## INSTRUCTION 1
Answer these questions about the Drill query thread:
(a) On what kind of cluster is the Drill 1.9 setup running?
(b) About how long did the explain plan take in Drill 1.9?
(c) Where does the query profile show most of the time being spent?
## INSTRUCTION 2
List the operator names in the Drill 1.9 query plan shown in the Drill query thread, from 00-00 through 00-04.

## DOCUMENT EXTRACT
[BEGIN]

RE: Explain Plan for Parquet data is taking a lot of timre

Jeena Vinod Sat, 25 Feb 2017 12:52:49 -0800

Please find attached the full JSON profile.

Regards
Jeena


-----Original Message-----
From: Padma Penumarthy [mailto:[email protected]] 
Sent: Saturday, February 25, 2017 3:31 AM
To: [email protected]
Subject: Re: Explain Plan for Parquet data is taking a lot of timre

Yes, please do send the JSON profile.

Thanks,
Padma

> On Feb 24, 2017, at 1:56 PM, Jeena Vinod <[email protected]> wrote:
> 
> Thanks for the suggestions.
> 
> I did run REFRESH TABLE METADATA command on this path before firing select 
> query.
> 
> In Drill 1.9, there is an improvement in performance. I have 1.9 setup on a 2 
> node 16GB cluster and here select * with limit 100 is taking less time than 
> 1.8, though the number of rows in ParquetGroupScan remains unchanged. Select 
> query is taking around 8 minutes and explain plan took around 7 minutes. Also 
> in the Web console profile, the query stays in the STARTING status for almost 
> 7 minutes.
> 
> Query Plan for 1.9:
> 00-00    Screen : rowType = RecordType(ANY *): rowcount = 100.0, cumulative 
> cost = {32810.0 rows, 33110.0 cpu, 0.0 io, 0.0 network, 0.0 memory}, id = 1721
> 00-01      Project(*=[$0]) : rowType = RecordType(ANY *): rowcount = 100.0, 
> cumulative cost = {32800.0 rows, 33100.0 cpu, 0.0 io, 0.0 network, 0.0 
> memory}, id = 1720
> 00-02        SelectionVectorRemover : rowType = (DrillRecordRow[*]): rowcount 
> = 100.0, cumulative cost = {32800.0 rows, 33100.0 cpu, 0.0 io, 0.0 network, 
> 0.0 memory}, id = 1719
> 00-03          Limit(fetch=[100]) : rowType = (DrillRecordRow[*]): rowcount = 
> 100.0, cumulative cost = {32700.0 rows, 33000.0 cpu, 0.0 io, 0.0 network, 0.0 
> memory}, id = 1718
> 00-04            Scan(groupscan=[ParquetGroupScan [entries=[ReadEntryWithPath 
> [path=/testdata/part-r-00000-097f7399-7bfb-4e93-b883-3348655fc658.parquet]], 
> selectionRoot=/testdata, numFiles=1, usedMetadataFile=true, 
> cacheFileRoot=/testdata, columns=[`*`]]]) : rowType = (DrillRecordRow[*]): 
> rowcount = 32600.0, cumulative cost = {32600.0 rows, 32600.0 cpu, 0.0 io, 0.0 
> network, 0.0 memory}, id = 1717
> 
> And from the query profile, it looks like the most time is spent in 
> PARQUET_ROW_GROUP_SCAN. I can attach the full JSON profile if it helps.

[END]

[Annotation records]
[BEGIN]

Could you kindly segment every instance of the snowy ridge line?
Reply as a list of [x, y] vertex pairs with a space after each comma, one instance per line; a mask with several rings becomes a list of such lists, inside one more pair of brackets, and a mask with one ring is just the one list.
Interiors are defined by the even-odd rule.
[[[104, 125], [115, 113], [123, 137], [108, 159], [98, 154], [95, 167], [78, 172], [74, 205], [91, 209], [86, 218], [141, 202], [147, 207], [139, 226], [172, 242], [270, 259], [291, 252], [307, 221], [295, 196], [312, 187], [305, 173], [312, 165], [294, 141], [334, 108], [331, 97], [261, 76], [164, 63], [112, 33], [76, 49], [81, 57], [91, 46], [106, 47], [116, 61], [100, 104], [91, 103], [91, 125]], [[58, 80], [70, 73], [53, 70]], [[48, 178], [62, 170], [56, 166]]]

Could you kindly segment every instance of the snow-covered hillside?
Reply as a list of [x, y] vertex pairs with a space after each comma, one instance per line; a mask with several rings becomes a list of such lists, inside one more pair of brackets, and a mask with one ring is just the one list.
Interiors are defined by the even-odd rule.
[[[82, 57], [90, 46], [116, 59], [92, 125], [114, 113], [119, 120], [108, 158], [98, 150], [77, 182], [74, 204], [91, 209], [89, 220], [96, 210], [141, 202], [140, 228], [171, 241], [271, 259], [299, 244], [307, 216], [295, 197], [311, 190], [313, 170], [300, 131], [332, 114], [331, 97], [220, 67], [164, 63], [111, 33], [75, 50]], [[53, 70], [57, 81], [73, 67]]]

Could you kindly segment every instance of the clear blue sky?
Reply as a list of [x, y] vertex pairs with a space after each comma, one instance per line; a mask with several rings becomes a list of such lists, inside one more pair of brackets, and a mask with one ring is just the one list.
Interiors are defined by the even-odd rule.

[END]

## WRITTEN SOLUTION 1
(a) A 2 node 16GB cluster.
(b) Around 7 minutes.
(c) In PARQUET_ROW_GROUP_SCAN.

## WRITTEN SOLUTION 2
Screen
Project
SelectionVectorRemover
Limit
Scan